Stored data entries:

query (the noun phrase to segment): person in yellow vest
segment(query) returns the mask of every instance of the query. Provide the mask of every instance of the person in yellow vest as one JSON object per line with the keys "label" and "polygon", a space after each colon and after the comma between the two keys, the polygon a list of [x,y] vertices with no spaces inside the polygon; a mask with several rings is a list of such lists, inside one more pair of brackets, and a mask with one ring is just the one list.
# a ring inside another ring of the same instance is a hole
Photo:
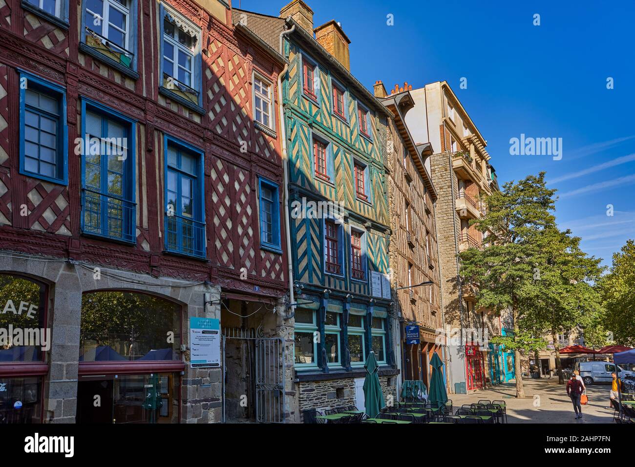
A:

EXERCISE DETAILS: Switch every "person in yellow vest" in the entries above to "person in orange vest" and write the entries out again with nothing else changed. Leave the pictures out of your answer.

FULL OUTPUT:
query (the noun phrase to segment): person in orange vest
segment(query) returns the mask of every instance of the query. Provide the mask of every instance of the person in orange vest as one JSON object per line with the keys "label" and "polygon", a space after each colon and after the comma between the two keys, the polygon a list of [x,y] vertices with no spaces inside the polygon; a mask with several rings is a list of such lists, inside one more pair of brackets, and a mask with one ring is just the one list.
# a ring inside another ring of the same instance is a hole
Photo:
A:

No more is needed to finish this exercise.